*Enunciado da tarefa*: Transcreva do texto sobre Portugal o trecho que vai de "Muitos anos depois, já" até "a razão, entristeça.".

*Trecho do texto*:
* * * * * * * * *
Muitos anos depois, já com Portugal modernizado e
integrado plenamente na Europa, pode dizer-se que a Felicidade e a Liberdade totais
vislumbradas naquela madrugada primaveril não foram ainda alcançadas. Na
verdade, o país continua a ignorar as suas raízes e objetivos primordiais,
seguindo de costas viradas para o seu destino e a Felicidade profunda e a
Liberdade autêntica começam sempre de dentro para fora; não adianta celebrar o
lado de fora sem partir do interior, pois é mais uma artificialidade que pode
protelar, mas não impedir que Portugal, inevitavelmente, vá murchando e, mesmo
contra a razão, entristeça.
Nos capítulos anteriores procurei descrever os
motivos dessa tristeza e a sua solução, com o renascimento da Pátria em cada um
dos portugueses. Acrescento agora uma nota de esperança e de urgência, pois se
fomos capazes, anteriormente, de fazer a Revolução incompleta dos Cravos,
chegou o momento de a fazermos integralmente, através das Rosas.
* * * * * * * * *
[Registos de um conjunto de dados sobre a localização de objetos]
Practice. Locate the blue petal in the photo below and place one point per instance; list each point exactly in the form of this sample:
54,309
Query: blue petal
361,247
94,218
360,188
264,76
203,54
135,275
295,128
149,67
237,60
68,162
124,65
* * * * * * * * *
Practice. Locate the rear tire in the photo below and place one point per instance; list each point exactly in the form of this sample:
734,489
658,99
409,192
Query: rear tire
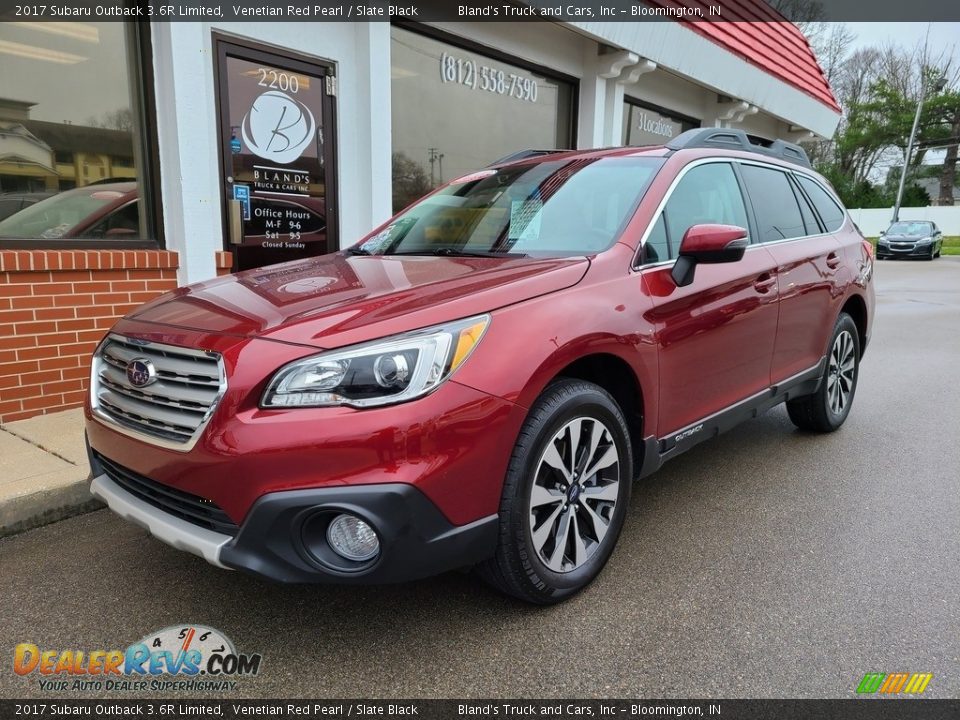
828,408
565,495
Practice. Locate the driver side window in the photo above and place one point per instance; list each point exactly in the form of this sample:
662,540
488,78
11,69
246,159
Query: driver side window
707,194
* * * * * * * * *
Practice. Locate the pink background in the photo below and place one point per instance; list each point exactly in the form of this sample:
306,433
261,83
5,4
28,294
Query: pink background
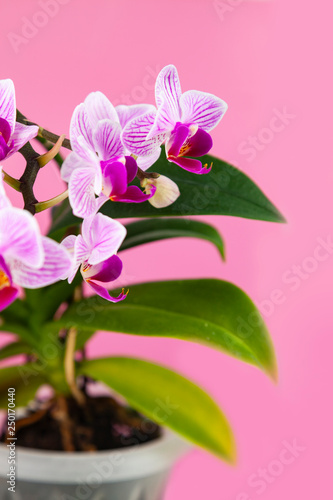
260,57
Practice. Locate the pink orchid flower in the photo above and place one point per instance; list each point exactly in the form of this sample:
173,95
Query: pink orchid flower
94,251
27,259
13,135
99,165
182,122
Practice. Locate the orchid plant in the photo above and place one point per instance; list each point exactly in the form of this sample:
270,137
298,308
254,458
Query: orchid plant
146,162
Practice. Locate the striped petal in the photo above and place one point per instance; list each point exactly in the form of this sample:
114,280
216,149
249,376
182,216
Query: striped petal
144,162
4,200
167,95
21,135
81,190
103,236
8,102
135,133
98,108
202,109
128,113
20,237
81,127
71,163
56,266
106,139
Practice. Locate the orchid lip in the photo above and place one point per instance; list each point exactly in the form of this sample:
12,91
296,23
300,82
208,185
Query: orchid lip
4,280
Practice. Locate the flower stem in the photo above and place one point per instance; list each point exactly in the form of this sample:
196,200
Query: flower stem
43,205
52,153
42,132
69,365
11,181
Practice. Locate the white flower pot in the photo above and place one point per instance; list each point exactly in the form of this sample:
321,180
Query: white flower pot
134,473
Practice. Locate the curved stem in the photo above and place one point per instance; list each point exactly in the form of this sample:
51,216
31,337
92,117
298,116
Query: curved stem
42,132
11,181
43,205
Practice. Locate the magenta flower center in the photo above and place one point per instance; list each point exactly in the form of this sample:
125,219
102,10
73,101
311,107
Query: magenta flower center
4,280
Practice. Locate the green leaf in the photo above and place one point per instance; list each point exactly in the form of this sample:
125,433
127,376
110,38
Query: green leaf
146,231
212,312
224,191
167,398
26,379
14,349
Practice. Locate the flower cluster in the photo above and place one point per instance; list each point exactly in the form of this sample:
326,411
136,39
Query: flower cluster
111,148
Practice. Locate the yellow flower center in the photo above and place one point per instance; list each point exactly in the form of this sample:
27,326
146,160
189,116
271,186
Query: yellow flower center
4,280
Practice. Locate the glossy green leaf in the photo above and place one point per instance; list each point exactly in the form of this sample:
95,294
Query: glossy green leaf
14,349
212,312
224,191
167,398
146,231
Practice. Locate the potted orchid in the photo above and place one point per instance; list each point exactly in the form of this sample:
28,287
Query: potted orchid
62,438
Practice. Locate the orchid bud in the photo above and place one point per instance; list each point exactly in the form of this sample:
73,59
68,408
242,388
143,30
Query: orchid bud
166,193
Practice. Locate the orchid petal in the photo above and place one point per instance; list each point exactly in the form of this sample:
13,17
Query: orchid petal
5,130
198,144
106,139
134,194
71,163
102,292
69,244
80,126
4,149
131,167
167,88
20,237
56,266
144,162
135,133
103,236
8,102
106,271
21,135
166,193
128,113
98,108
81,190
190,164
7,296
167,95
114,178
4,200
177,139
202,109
* * * * * * * * *
*Resultado*:
Muitos anos depois, já com Portugal modernizado e
integrado plenamente na Europa, pode dizer-se que a Felicidade e a Liberdade totais
vislumbradas naquela madrugada primaveril não foram ainda alcançadas. Na
verdade, o país continua a ignorar as suas raízes e objetivos primordiais,
seguindo de costas viradas para o seu destino e a Felicidade profunda e a
Liberdade autêntica começam sempre de dentro para fora; não adianta celebrar o
lado de fora sem partir do interior, pois é mais uma artificialidade que pode
protelar, mas não impedir que Portugal, inevitavelmente, vá murchando e, mesmo
contra a razão, entristeça.